Stated goal:
Write out all of the items below word for word, and leave out any pictures.

Records to process:

++++++++++++++++++++

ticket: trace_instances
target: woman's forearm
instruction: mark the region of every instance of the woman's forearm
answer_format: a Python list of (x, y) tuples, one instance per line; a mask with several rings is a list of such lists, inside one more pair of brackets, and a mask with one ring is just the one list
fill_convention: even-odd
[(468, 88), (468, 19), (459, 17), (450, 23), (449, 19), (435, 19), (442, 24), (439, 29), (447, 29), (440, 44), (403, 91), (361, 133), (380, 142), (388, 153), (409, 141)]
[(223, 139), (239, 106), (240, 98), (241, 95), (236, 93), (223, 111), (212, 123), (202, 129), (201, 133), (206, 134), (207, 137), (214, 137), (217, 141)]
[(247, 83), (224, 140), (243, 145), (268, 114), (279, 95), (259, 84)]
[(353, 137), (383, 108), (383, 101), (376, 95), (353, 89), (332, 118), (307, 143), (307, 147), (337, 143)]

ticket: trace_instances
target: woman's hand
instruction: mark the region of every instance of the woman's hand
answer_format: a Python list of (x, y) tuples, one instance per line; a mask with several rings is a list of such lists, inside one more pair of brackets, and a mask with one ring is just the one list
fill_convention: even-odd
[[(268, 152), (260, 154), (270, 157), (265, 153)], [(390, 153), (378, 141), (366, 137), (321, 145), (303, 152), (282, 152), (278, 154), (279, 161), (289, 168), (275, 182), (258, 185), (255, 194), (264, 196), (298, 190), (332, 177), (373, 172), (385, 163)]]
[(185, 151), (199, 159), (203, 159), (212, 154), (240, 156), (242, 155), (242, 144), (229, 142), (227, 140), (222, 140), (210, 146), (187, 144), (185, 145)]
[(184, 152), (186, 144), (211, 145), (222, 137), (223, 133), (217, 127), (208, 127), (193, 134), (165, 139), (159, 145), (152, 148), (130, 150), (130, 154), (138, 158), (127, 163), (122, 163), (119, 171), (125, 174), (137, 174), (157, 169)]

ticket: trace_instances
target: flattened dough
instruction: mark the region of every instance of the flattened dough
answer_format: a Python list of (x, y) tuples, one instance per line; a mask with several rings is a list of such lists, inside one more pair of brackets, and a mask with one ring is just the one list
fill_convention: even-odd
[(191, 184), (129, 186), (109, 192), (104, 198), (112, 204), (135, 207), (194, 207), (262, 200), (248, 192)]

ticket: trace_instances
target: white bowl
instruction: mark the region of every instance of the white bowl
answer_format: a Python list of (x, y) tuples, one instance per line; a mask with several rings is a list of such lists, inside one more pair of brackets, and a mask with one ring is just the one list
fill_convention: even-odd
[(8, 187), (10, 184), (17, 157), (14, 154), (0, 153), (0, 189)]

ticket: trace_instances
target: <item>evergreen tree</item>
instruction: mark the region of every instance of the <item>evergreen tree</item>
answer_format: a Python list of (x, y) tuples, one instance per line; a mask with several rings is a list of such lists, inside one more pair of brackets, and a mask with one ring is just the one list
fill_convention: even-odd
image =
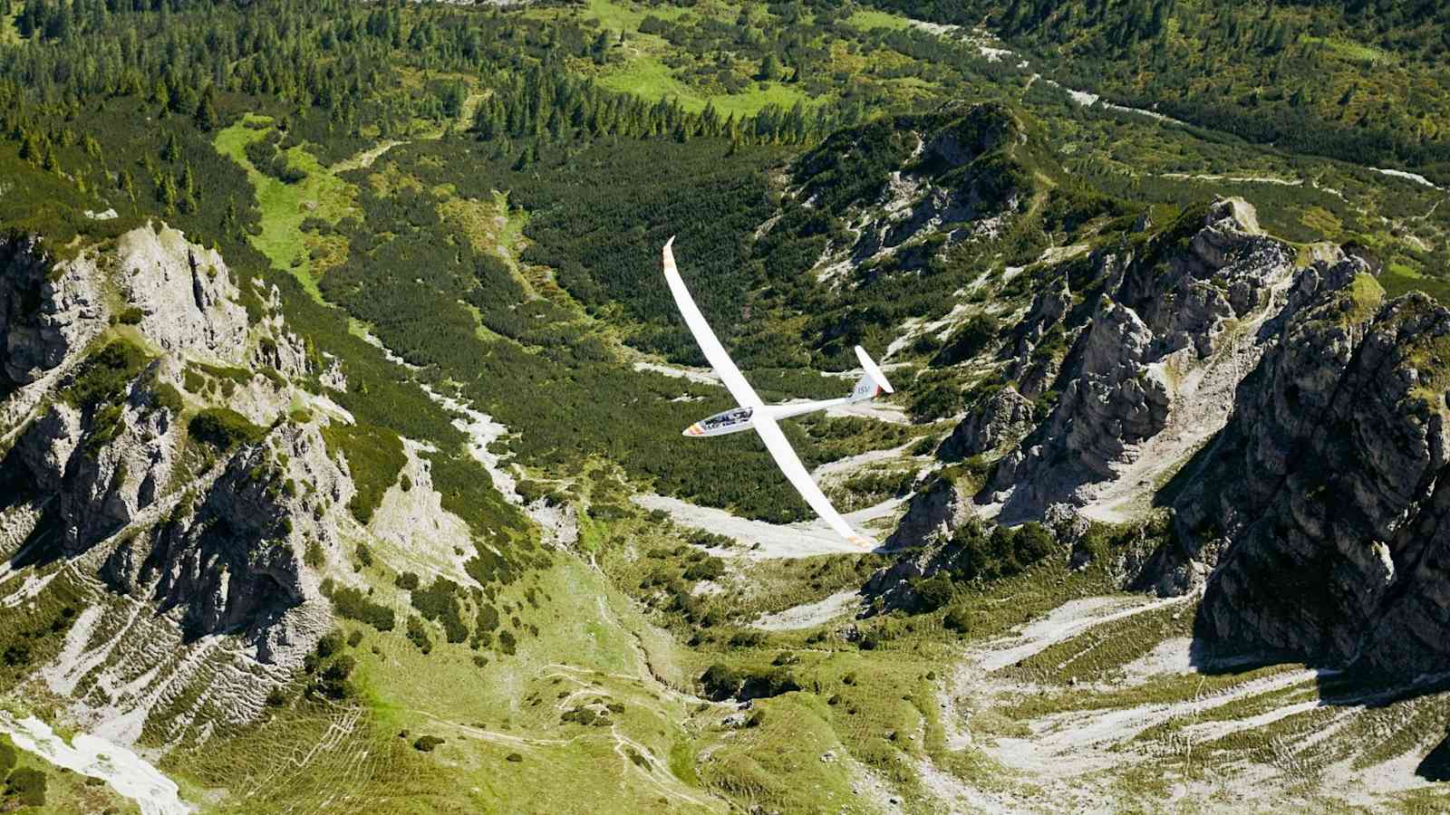
[(210, 133), (216, 128), (216, 87), (206, 86), (202, 91), (202, 100), (196, 106), (196, 126), (200, 128), (203, 133)]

++++++++++++++++++++

In response:
ticket: trace_instances
target: woman's forearm
instruction: mark the region of every instance of the woman's forearm
answer_format: a Python list of (x, y) tuples, one instance per line; a mask with several rings is a list of such lists, inside one more pair of brackets, and a mask with one ring is just the one list
fill_convention: even-odd
[(468, 88), (468, 19), (459, 17), (450, 23), (449, 19), (435, 19), (442, 24), (439, 29), (447, 29), (440, 44), (403, 91), (361, 133), (380, 142), (388, 153), (409, 141)]
[(223, 139), (239, 106), (240, 98), (241, 95), (236, 93), (223, 111), (212, 123), (202, 129), (201, 133), (206, 134), (207, 137), (214, 137), (217, 141)]
[(247, 83), (224, 140), (243, 145), (268, 114), (279, 95), (259, 84)]
[(353, 137), (383, 108), (383, 101), (376, 95), (353, 89), (332, 118), (307, 143), (307, 147), (337, 143)]

ticket: trace_instances
target: woman's hand
instruction: mark the region of every instance of the woman's hand
answer_format: a Python list of (x, y) tuples, one instance per line; a mask with several rings is a list of such lists, inside one more pair of brackets, and a mask with one ring is just the one list
fill_convention: even-odd
[[(268, 152), (260, 154), (270, 157), (265, 153)], [(390, 153), (378, 141), (366, 137), (321, 145), (303, 152), (282, 152), (278, 154), (279, 161), (289, 168), (275, 182), (258, 185), (255, 194), (264, 196), (298, 190), (332, 177), (373, 172), (385, 163)]]
[(185, 151), (199, 159), (203, 159), (212, 154), (240, 156), (242, 155), (242, 144), (229, 142), (227, 140), (222, 140), (210, 146), (187, 144), (185, 145)]
[(184, 152), (186, 144), (211, 145), (222, 137), (223, 133), (217, 127), (208, 127), (193, 134), (165, 139), (159, 145), (152, 148), (130, 150), (130, 154), (138, 158), (127, 163), (122, 163), (119, 171), (125, 174), (137, 174), (157, 169)]

ticket: trace_instances
target: flattened dough
instruction: mark the region of every instance of the flattened dough
answer_format: a Python list of (x, y) tuples, one instance per line; a mask with several rings is a list of such lists, inside one more pair of brackets, and a mask with one ring is just the one list
fill_convention: even-odd
[(191, 184), (129, 186), (109, 192), (104, 198), (112, 204), (135, 207), (194, 207), (262, 200), (248, 192)]

ticket: trace_instances
target: white bowl
instruction: mark the region of every instance of the white bowl
answer_format: a Python list of (x, y) tuples, one instance per line; a mask with several rings is a list of such lists, inside one more pair of brackets, and a mask with one ring is just the one list
fill_convention: even-odd
[(8, 187), (10, 184), (17, 157), (14, 154), (0, 153), (0, 189)]

ticket: trace_instances
target: <item>evergreen tree</item>
instruction: mark the region of every instance of the <item>evergreen tree</item>
answer_format: a Python list of (x, y) tuples, one instance per line; a mask with several rings is a list of such lists, inside one more pair of brackets, and a mask with one ring is just the one list
fill_convention: even-odd
image =
[(210, 133), (216, 128), (216, 87), (206, 86), (202, 91), (202, 100), (196, 106), (196, 126), (200, 128), (203, 133)]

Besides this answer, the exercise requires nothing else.